===== DATA LISTING =====
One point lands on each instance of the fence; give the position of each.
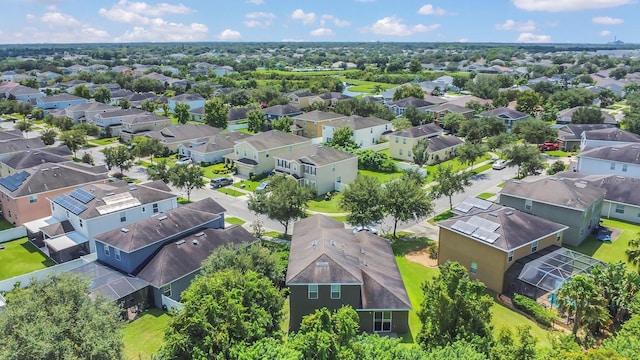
(40, 275)
(12, 234)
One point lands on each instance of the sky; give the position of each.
(508, 21)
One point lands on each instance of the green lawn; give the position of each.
(234, 221)
(144, 336)
(20, 257)
(610, 251)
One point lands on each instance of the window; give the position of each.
(528, 204)
(312, 292)
(382, 321)
(473, 269)
(335, 292)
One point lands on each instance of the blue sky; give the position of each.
(527, 21)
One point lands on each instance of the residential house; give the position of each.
(367, 131)
(509, 116)
(256, 154)
(142, 123)
(59, 101)
(572, 203)
(611, 136)
(311, 122)
(277, 111)
(94, 209)
(623, 160)
(564, 116)
(192, 134)
(25, 193)
(193, 100)
(489, 239)
(330, 266)
(324, 168)
(570, 135)
(214, 150)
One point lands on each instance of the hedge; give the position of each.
(531, 307)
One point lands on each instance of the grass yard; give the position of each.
(610, 251)
(234, 221)
(144, 336)
(20, 257)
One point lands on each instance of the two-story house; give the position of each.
(623, 160)
(489, 239)
(256, 154)
(311, 122)
(330, 266)
(324, 168)
(367, 131)
(24, 194)
(573, 203)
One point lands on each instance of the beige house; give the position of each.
(324, 168)
(311, 122)
(256, 154)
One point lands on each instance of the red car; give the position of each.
(548, 146)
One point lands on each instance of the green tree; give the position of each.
(181, 110)
(56, 319)
(256, 120)
(187, 178)
(102, 94)
(118, 156)
(73, 139)
(362, 199)
(447, 182)
(220, 310)
(454, 308)
(587, 115)
(405, 200)
(285, 202)
(48, 136)
(216, 113)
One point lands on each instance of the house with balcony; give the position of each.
(324, 168)
(573, 203)
(367, 131)
(256, 154)
(330, 266)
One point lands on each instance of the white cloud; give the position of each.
(607, 20)
(322, 32)
(567, 5)
(337, 22)
(394, 26)
(229, 35)
(510, 24)
(306, 18)
(533, 38)
(431, 10)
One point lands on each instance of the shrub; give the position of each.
(531, 307)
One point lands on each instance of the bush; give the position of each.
(531, 307)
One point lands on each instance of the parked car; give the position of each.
(548, 146)
(499, 164)
(184, 161)
(220, 182)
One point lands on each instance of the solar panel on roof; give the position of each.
(83, 195)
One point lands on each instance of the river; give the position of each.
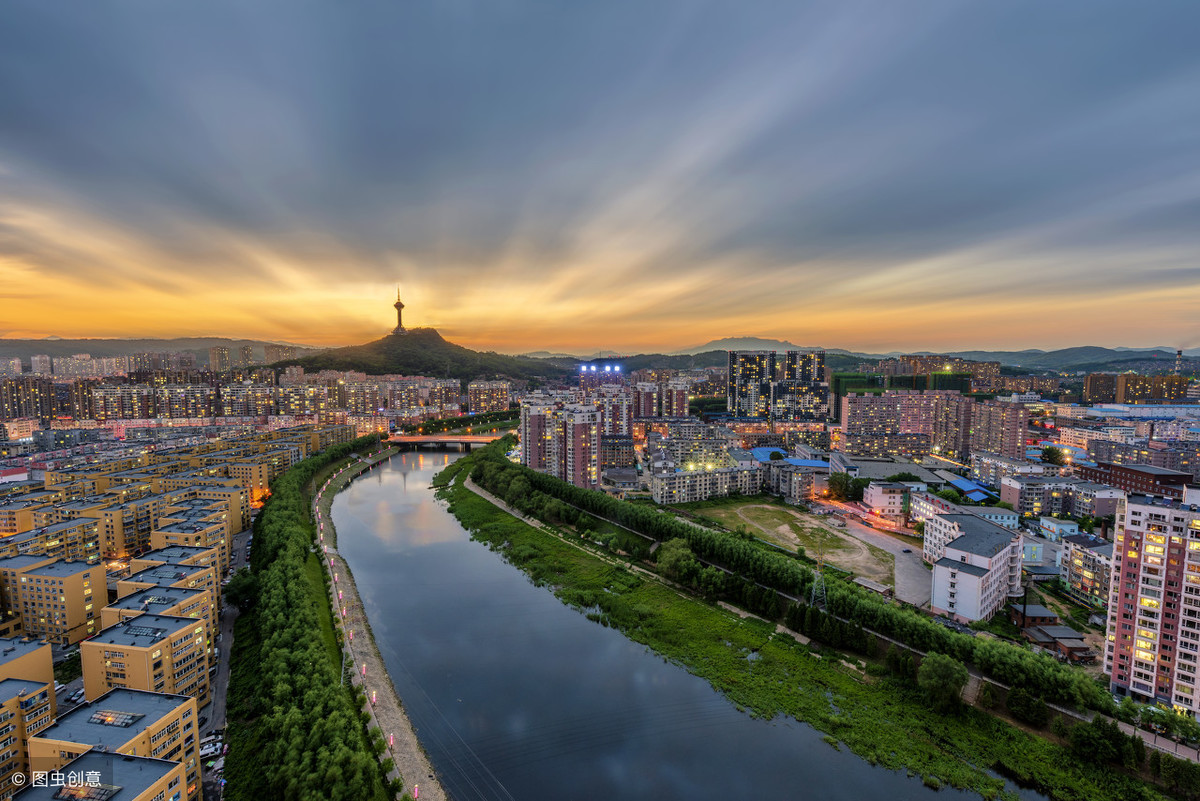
(516, 696)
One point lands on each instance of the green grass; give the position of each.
(316, 576)
(883, 721)
(69, 669)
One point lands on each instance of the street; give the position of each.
(215, 711)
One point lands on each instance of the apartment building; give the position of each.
(977, 572)
(1087, 568)
(161, 654)
(1153, 627)
(138, 778)
(173, 601)
(699, 485)
(990, 469)
(126, 722)
(489, 396)
(55, 601)
(1138, 479)
(27, 706)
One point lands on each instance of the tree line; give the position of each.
(1037, 673)
(295, 732)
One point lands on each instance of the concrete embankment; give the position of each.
(363, 656)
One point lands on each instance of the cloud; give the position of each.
(541, 175)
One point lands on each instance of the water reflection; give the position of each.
(517, 697)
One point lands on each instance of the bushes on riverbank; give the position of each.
(1039, 673)
(294, 732)
(885, 720)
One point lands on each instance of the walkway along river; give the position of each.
(516, 696)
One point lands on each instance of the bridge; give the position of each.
(465, 441)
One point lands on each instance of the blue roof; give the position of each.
(763, 455)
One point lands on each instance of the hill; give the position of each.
(423, 351)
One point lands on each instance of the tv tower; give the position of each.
(400, 311)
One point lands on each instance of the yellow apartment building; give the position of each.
(57, 601)
(161, 654)
(127, 722)
(123, 778)
(25, 709)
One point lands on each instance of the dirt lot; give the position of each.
(791, 529)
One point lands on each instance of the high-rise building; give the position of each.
(749, 383)
(219, 359)
(1101, 387)
(575, 445)
(562, 440)
(803, 366)
(535, 433)
(1000, 428)
(646, 399)
(1153, 628)
(675, 398)
(616, 405)
(27, 396)
(1132, 387)
(489, 396)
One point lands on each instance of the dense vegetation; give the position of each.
(423, 351)
(439, 425)
(880, 711)
(768, 567)
(294, 730)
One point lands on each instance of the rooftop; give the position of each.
(979, 536)
(123, 778)
(167, 573)
(113, 718)
(11, 688)
(155, 598)
(144, 630)
(13, 648)
(954, 564)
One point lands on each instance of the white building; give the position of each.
(978, 572)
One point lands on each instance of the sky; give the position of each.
(619, 175)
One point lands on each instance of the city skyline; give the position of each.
(613, 178)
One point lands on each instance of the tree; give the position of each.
(942, 678)
(676, 560)
(243, 589)
(840, 486)
(1051, 455)
(951, 494)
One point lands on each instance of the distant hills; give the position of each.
(423, 351)
(1089, 357)
(55, 347)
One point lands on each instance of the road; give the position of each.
(219, 684)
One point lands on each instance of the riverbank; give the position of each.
(879, 716)
(366, 666)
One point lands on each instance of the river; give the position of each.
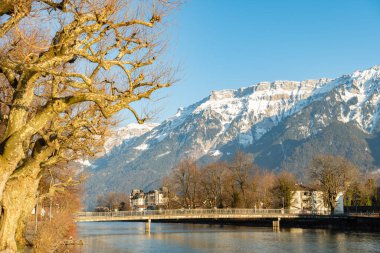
(115, 237)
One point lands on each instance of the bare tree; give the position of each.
(242, 169)
(283, 189)
(334, 175)
(264, 181)
(215, 178)
(61, 83)
(184, 181)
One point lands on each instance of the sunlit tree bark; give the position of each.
(66, 67)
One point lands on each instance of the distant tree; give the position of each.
(264, 182)
(363, 192)
(334, 175)
(184, 181)
(242, 169)
(283, 189)
(215, 178)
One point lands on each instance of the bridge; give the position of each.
(195, 214)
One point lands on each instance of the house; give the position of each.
(154, 198)
(310, 200)
(137, 198)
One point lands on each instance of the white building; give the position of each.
(309, 200)
(154, 198)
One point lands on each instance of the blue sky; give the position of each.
(224, 44)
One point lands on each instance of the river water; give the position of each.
(115, 237)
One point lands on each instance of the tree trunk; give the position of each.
(18, 201)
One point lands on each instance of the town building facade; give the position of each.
(153, 199)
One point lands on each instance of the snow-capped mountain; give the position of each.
(123, 134)
(282, 123)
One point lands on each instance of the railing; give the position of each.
(194, 212)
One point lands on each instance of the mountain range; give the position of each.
(283, 124)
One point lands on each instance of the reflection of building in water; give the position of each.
(310, 200)
(152, 199)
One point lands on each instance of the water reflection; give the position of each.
(115, 237)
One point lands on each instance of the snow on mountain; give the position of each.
(249, 113)
(127, 132)
(283, 124)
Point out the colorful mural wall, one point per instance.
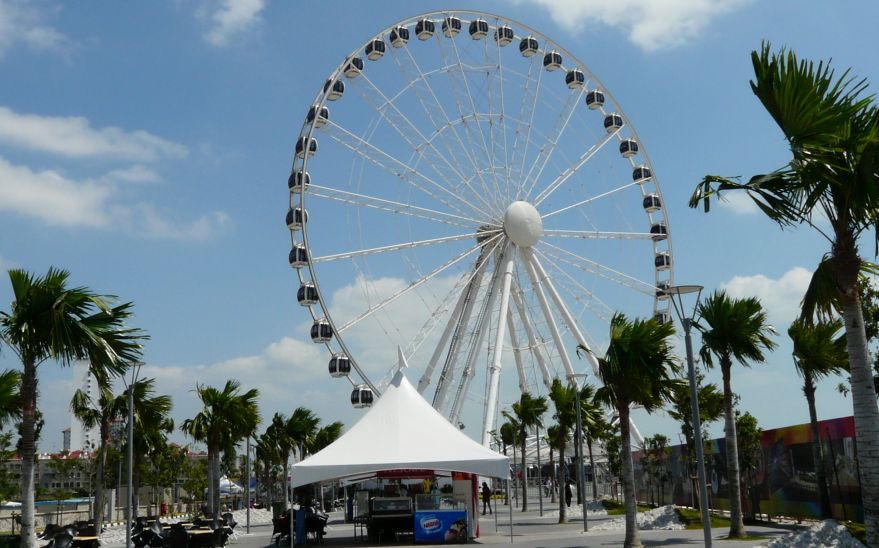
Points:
(784, 481)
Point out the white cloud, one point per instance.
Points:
(57, 200)
(73, 137)
(650, 24)
(233, 18)
(780, 297)
(50, 197)
(739, 202)
(145, 219)
(134, 174)
(21, 23)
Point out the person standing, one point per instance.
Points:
(486, 498)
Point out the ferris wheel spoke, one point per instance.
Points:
(503, 122)
(393, 247)
(517, 352)
(476, 339)
(461, 91)
(409, 64)
(521, 126)
(590, 200)
(396, 295)
(546, 281)
(468, 293)
(543, 157)
(599, 235)
(606, 311)
(592, 267)
(423, 146)
(405, 172)
(566, 174)
(362, 200)
(533, 344)
(529, 118)
(547, 315)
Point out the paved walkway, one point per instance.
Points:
(529, 530)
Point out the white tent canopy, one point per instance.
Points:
(401, 431)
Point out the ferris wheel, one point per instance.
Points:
(465, 188)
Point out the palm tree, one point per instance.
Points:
(564, 398)
(681, 410)
(48, 320)
(733, 329)
(10, 396)
(639, 368)
(833, 129)
(152, 424)
(818, 352)
(100, 414)
(301, 428)
(528, 412)
(227, 416)
(283, 443)
(508, 432)
(553, 441)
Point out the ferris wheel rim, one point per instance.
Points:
(308, 132)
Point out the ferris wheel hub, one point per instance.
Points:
(523, 224)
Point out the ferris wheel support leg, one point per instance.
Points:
(444, 381)
(424, 382)
(532, 340)
(494, 370)
(566, 315)
(547, 313)
(517, 352)
(477, 339)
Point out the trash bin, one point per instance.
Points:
(278, 508)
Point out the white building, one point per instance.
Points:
(82, 438)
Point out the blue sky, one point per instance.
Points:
(145, 147)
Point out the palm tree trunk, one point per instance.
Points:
(737, 524)
(523, 435)
(28, 450)
(632, 536)
(563, 509)
(592, 467)
(817, 450)
(866, 411)
(215, 480)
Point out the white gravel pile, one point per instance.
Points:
(594, 508)
(825, 533)
(663, 517)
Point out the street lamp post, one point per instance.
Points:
(130, 389)
(580, 487)
(676, 293)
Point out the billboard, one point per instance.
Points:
(783, 482)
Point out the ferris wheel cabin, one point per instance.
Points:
(307, 294)
(399, 36)
(298, 256)
(340, 365)
(503, 35)
(424, 29)
(528, 46)
(374, 50)
(321, 331)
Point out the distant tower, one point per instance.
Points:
(82, 438)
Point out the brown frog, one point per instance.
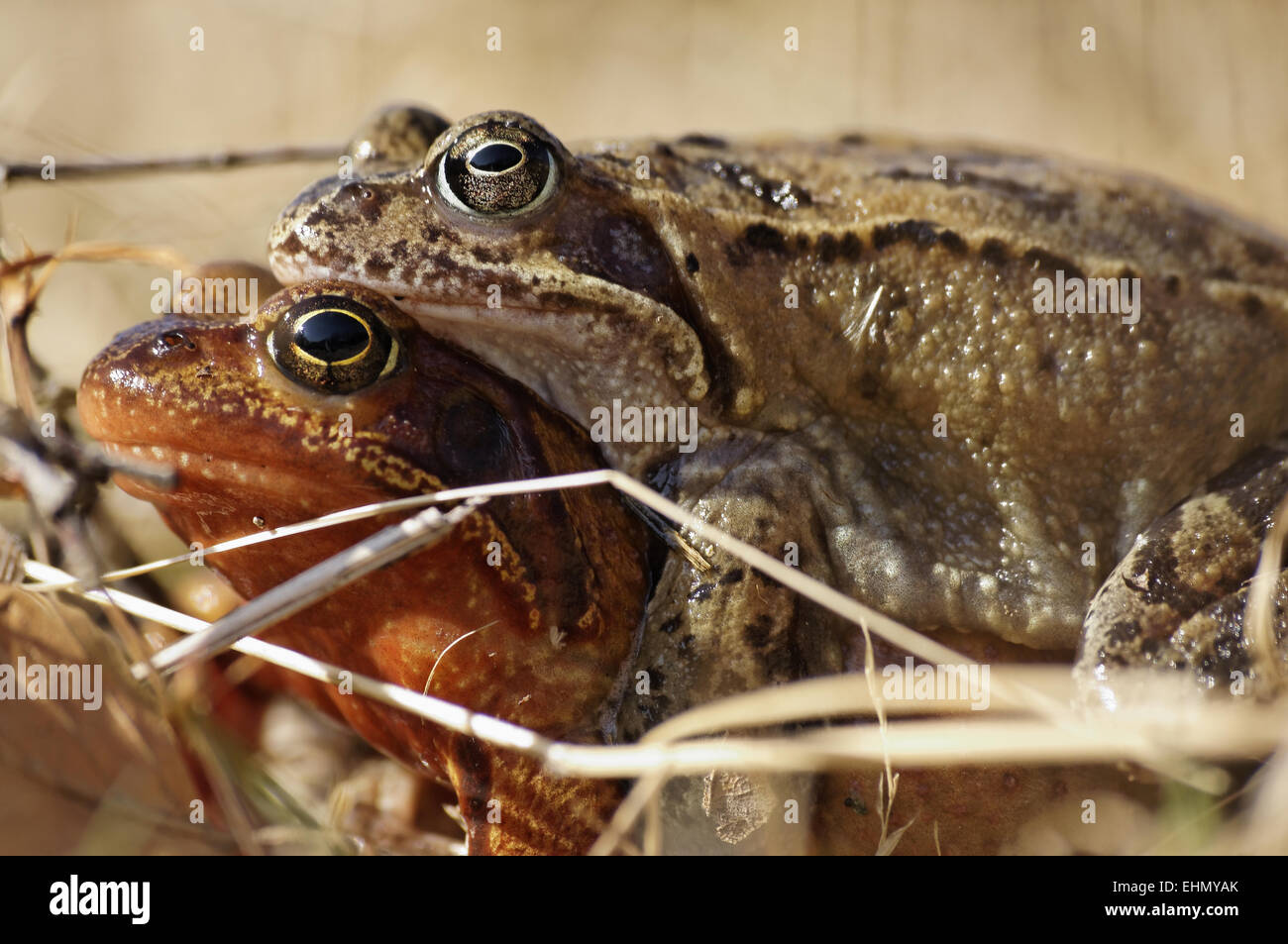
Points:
(888, 390)
(326, 398)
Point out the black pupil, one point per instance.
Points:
(333, 336)
(496, 157)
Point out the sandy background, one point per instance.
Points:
(1173, 89)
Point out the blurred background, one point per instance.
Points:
(1172, 89)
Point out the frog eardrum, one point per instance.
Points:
(496, 168)
(333, 344)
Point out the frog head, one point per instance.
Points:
(566, 271)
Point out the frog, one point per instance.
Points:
(329, 397)
(883, 397)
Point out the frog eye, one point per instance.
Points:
(333, 344)
(496, 168)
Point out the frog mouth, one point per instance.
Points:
(201, 476)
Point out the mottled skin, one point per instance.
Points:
(670, 288)
(202, 393)
(914, 299)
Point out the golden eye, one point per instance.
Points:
(497, 168)
(333, 344)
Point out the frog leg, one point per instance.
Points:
(1177, 597)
=====
Copy the records word for word, from the line containing "Point out the frog eardrum, one" through the end of the records, including that first line.

Point out the frog eardrum, one point per instance.
Points:
(496, 168)
(333, 344)
Point out the frog head, one point per instance.
Points:
(566, 271)
Point out the frog, one point per instance.
Points:
(329, 397)
(883, 397)
Point out the frog eye, one point per instance.
Points:
(333, 344)
(496, 168)
Point out the frog mouth, one point per instance.
Points:
(201, 476)
Point out the mottled skin, one point per instance.
Points:
(670, 288)
(202, 393)
(914, 299)
Point out the golden eye, one point per instance.
Points:
(497, 168)
(333, 344)
Point out the frog leg, one point per instance.
Points:
(1177, 597)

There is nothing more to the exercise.